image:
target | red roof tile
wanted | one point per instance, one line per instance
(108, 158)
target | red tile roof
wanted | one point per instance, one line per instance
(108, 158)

--

▸ WORK TO BE COMPLETED: Turn everything from the line containing "target | red tile roof" down to the end of the records into a two-column CSV with the headers request and answer. Give one row per record, with each field in quotes and any line breaks replaced by spaces.

▸ ANSWER TO THE PROBLEM:
request,answer
"target | red tile roof wanted | one point per instance, one line per instance","(108, 158)"